- _THE PROBLEM_
For the listing below, return the line containing "Query: bush", the line containing "Reviewer note: every instance of the white canopy", and all lines in between, exactly as written and nothing else.

- _INFORMATION GIVEN_

━━━━━━━━━━━━━━━━━━━━━━━━━━━━━━

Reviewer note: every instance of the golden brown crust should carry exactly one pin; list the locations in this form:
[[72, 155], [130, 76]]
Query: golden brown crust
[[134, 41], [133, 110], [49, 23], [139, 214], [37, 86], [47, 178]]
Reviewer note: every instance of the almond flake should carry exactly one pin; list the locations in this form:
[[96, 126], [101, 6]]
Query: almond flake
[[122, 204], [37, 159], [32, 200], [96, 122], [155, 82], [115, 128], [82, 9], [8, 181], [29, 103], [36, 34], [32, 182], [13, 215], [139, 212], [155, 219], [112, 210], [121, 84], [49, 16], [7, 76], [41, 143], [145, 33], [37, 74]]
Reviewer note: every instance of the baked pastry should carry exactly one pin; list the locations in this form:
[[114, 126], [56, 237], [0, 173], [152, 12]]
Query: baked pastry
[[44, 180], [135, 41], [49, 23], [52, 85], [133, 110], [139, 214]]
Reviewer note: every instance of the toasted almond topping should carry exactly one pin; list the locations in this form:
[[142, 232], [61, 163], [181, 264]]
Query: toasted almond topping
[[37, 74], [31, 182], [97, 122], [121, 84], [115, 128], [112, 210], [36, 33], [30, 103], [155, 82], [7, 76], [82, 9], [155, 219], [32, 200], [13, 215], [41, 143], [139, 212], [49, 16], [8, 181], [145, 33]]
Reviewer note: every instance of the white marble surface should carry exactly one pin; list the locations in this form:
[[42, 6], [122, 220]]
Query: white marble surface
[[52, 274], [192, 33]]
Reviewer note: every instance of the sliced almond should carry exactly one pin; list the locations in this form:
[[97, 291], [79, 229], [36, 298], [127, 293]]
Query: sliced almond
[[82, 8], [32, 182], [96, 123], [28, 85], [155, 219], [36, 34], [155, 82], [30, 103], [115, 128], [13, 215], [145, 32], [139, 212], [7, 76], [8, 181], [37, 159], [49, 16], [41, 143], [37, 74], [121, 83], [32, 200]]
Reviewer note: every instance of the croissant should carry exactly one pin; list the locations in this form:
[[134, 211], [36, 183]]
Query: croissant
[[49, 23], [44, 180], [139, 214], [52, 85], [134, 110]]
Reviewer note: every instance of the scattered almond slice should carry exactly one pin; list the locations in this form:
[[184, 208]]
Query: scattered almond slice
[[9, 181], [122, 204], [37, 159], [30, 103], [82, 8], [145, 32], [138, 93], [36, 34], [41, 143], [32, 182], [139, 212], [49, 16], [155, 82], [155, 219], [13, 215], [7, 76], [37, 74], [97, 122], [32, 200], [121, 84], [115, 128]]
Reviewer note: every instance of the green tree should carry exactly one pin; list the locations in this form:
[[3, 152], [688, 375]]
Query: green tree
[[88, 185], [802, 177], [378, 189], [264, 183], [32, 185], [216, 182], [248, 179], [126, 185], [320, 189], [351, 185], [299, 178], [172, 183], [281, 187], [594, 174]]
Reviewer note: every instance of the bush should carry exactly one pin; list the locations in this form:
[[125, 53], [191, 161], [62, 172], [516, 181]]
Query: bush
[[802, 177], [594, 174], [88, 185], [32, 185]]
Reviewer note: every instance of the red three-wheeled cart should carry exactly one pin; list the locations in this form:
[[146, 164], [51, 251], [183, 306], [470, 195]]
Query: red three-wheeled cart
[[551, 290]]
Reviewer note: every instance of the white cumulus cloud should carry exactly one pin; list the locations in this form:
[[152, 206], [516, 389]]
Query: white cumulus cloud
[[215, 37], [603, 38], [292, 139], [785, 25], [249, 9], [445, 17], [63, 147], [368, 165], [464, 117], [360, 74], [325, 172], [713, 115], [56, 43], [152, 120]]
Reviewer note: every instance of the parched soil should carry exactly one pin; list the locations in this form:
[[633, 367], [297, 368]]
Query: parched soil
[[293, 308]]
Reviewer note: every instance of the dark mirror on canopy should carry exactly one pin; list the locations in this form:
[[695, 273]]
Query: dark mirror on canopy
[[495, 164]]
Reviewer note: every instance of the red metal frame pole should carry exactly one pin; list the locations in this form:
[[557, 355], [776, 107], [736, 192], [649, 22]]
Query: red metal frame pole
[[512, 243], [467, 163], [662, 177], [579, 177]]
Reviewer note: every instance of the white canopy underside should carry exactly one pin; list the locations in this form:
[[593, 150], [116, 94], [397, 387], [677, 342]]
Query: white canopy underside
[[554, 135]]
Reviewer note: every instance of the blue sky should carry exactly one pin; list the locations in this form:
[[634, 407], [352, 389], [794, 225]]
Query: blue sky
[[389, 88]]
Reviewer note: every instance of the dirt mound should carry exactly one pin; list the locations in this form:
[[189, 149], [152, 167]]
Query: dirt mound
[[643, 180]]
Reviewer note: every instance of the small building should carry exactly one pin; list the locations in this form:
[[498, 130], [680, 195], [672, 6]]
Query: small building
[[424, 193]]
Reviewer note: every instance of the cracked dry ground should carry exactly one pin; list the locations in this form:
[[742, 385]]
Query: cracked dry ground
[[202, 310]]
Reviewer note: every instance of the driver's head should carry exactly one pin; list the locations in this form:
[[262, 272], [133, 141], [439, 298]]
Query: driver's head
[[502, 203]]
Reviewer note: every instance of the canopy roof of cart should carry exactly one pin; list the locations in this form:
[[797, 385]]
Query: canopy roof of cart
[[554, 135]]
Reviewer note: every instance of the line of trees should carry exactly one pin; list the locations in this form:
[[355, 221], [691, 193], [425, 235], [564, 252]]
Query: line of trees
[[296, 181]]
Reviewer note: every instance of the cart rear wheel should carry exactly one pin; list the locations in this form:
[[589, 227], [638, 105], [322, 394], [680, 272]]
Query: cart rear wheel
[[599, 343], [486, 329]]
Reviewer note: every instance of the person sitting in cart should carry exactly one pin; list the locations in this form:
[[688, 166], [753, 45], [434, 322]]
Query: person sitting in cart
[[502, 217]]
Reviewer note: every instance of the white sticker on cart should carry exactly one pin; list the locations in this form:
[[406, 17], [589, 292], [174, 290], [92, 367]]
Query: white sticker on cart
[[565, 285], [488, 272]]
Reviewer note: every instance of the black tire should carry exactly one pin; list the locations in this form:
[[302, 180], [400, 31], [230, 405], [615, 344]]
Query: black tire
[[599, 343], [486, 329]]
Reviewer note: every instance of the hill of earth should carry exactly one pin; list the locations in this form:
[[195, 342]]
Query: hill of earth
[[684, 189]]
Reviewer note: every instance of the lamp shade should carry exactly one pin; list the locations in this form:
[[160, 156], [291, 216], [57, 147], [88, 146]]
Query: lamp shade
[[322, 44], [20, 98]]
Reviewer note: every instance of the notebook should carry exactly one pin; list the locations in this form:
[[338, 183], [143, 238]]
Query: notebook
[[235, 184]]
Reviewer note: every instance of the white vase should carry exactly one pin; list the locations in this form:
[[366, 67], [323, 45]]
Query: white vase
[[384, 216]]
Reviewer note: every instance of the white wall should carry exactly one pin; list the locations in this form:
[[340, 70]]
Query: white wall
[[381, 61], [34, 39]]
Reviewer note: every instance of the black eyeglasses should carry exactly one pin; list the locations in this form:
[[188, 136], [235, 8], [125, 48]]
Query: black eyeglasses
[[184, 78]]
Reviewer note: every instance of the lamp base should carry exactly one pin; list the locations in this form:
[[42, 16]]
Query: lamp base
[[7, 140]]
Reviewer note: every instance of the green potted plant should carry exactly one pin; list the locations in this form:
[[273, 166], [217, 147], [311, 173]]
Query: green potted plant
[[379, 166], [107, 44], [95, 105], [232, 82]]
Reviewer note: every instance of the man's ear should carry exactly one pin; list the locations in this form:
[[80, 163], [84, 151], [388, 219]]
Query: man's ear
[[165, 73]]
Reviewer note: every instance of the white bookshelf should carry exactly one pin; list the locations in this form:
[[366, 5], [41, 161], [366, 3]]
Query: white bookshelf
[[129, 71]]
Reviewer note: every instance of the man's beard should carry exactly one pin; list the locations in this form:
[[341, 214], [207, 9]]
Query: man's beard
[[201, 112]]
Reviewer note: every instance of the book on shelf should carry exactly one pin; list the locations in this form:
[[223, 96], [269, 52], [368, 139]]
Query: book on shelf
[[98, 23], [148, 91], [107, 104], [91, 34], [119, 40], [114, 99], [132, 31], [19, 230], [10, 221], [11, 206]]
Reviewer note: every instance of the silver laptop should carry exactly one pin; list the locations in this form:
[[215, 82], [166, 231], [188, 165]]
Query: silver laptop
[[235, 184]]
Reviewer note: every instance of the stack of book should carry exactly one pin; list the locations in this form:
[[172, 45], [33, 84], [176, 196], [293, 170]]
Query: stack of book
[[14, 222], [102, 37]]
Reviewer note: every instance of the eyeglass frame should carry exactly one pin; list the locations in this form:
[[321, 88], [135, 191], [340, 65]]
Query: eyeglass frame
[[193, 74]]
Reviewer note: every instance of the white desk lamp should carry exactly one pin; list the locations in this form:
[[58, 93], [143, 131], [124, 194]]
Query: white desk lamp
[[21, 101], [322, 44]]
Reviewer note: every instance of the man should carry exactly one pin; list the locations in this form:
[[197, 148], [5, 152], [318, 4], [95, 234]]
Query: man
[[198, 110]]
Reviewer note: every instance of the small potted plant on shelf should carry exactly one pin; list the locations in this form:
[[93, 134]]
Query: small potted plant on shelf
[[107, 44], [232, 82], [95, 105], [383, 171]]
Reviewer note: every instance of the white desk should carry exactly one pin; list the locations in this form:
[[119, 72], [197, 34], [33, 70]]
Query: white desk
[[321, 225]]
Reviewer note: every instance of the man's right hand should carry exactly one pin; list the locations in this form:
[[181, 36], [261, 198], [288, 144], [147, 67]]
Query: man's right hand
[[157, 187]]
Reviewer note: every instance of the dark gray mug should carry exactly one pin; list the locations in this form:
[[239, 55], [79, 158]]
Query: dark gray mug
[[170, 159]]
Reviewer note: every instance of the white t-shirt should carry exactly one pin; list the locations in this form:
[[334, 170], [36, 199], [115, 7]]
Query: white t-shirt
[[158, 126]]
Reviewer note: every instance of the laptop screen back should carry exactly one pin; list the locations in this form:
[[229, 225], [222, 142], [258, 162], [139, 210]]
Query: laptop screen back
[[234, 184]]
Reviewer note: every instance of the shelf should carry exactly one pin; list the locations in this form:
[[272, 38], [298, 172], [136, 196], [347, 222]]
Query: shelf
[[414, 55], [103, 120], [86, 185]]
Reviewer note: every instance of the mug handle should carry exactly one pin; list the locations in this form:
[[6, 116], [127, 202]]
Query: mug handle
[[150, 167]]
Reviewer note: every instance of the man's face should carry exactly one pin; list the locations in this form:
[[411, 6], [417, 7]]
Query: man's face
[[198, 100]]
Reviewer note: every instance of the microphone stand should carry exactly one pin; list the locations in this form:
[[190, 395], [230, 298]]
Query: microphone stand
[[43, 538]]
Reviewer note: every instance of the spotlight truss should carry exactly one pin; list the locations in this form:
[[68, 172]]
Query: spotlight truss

━━━━━━━━━━━━━━━━━━━━━━━━━━━━━━

- _ANSWER TO THIS PROBLEM_
Query: bush
[[802, 177], [594, 174], [88, 185], [32, 185]]
Reviewer note: every instance of the red three-wheeled cart should carry exactly one pin; list the locations in this form:
[[146, 164], [51, 251], [183, 306], [470, 195]]
Query: red three-wheeled cart
[[551, 290]]
Reviewer note: every instance of the white cumulus cloud should carry exactly one pin; list the locations in this form:
[[152, 206], [516, 389]]
Query: white cumulus cloud
[[215, 37], [603, 38], [292, 139], [785, 25], [249, 9], [445, 17], [63, 147], [368, 165], [464, 117], [360, 74], [325, 172], [713, 115], [56, 43], [152, 120]]
Reviewer note: every instance of the parched soil should carry exactly one pin; list the locations in this form:
[[633, 367], [297, 368]]
Query: parched soil
[[293, 308]]
Reviewer note: every instance of the dark mirror on canopy should carry exactly one pin; list the locations in this form:
[[695, 273]]
Query: dark mirror on canopy
[[495, 164]]
Reviewer note: every instance of the red metal frame pole should carry exactly one pin; list the locations in this form:
[[557, 355], [776, 107], [736, 192], [649, 22]]
Query: red metal frame pole
[[512, 243], [467, 163], [662, 177], [579, 177]]
Reviewer note: every instance of the white canopy underside should carry exactly one pin; list the locations in this form:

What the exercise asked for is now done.